[Start of section]

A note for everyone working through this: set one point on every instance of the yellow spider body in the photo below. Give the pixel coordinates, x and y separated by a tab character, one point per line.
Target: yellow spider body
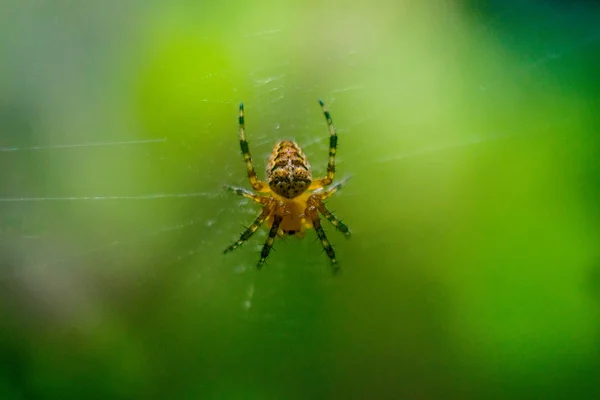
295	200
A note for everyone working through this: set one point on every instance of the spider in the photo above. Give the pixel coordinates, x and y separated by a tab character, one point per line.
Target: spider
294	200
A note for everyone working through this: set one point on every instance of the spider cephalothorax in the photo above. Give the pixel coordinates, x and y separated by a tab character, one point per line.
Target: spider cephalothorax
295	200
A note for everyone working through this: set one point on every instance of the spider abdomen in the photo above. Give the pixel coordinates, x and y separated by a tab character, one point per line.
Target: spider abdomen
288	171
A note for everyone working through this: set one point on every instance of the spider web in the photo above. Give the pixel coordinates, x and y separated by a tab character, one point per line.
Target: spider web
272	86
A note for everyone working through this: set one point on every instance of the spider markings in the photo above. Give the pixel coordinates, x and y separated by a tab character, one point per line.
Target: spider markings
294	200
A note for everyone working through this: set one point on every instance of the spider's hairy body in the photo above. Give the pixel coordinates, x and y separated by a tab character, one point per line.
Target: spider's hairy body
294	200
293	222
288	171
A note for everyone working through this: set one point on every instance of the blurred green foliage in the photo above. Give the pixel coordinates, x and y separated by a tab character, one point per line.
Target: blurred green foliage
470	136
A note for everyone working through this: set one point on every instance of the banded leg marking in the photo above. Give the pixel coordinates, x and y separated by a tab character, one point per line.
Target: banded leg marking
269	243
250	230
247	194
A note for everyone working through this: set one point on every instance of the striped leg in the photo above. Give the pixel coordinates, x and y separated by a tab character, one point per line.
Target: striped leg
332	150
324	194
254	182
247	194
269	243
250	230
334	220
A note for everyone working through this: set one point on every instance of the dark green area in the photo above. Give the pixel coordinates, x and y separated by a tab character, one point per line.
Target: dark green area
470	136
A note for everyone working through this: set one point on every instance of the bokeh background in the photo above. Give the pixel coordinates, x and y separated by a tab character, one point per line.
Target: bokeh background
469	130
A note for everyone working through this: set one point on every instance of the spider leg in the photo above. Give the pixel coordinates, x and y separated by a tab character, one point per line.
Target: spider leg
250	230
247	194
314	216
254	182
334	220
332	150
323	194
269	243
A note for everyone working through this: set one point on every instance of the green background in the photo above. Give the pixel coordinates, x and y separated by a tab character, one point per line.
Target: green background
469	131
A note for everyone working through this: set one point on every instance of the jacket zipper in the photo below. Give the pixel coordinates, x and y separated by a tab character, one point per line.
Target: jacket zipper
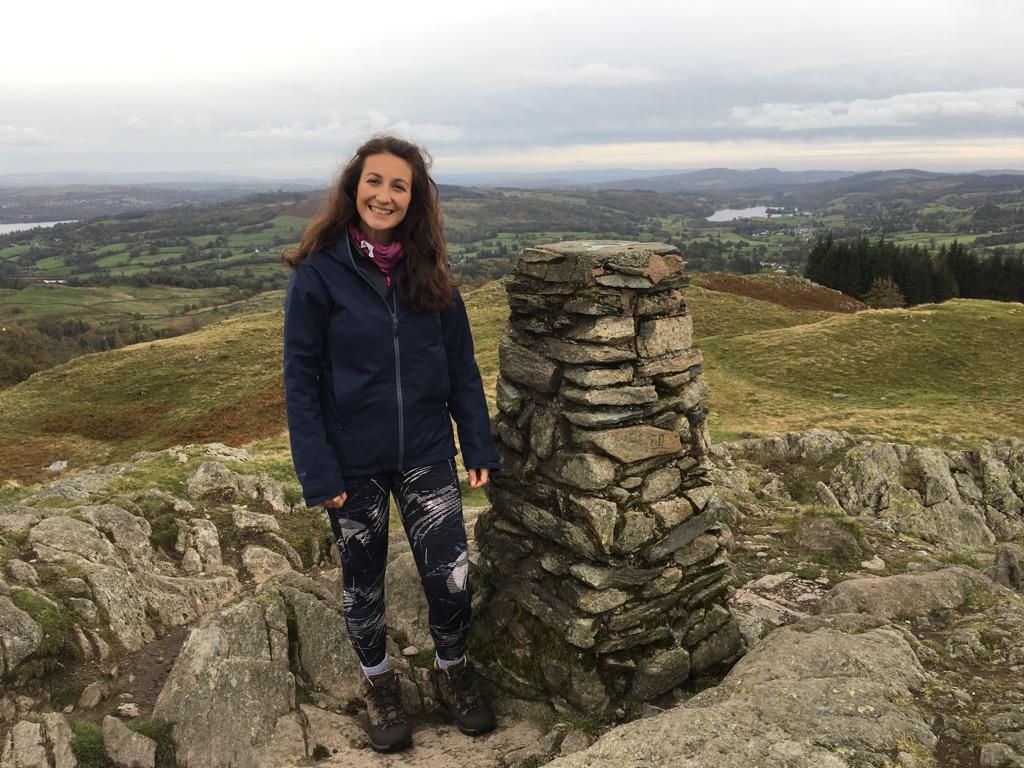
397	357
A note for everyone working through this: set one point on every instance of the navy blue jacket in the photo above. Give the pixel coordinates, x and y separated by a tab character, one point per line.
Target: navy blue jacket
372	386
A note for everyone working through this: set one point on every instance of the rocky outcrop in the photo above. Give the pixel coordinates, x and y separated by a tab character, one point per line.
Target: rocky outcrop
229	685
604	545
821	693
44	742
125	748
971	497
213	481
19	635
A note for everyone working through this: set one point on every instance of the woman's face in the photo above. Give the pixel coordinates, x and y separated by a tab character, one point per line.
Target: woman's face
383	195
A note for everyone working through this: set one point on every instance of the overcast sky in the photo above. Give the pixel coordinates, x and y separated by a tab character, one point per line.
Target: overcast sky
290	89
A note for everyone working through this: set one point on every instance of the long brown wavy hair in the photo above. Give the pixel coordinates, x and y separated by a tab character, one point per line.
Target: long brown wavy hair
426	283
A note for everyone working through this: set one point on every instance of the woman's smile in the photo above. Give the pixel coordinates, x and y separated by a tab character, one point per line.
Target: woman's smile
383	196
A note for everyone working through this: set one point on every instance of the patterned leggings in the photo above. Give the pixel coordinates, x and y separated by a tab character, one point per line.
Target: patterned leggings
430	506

[End of section]

The answer is those lines of the material above that run from the one containing "Target: jacket zipper" up to and including the one containing "of the navy", restated exactly and without images.

Target: jacket zipper
397	357
A note for everyone working through this: set one point on every instance of the navy blue jacket in the photo above. Give the pixel coordinates, x and y separated by a tab character, one point per line.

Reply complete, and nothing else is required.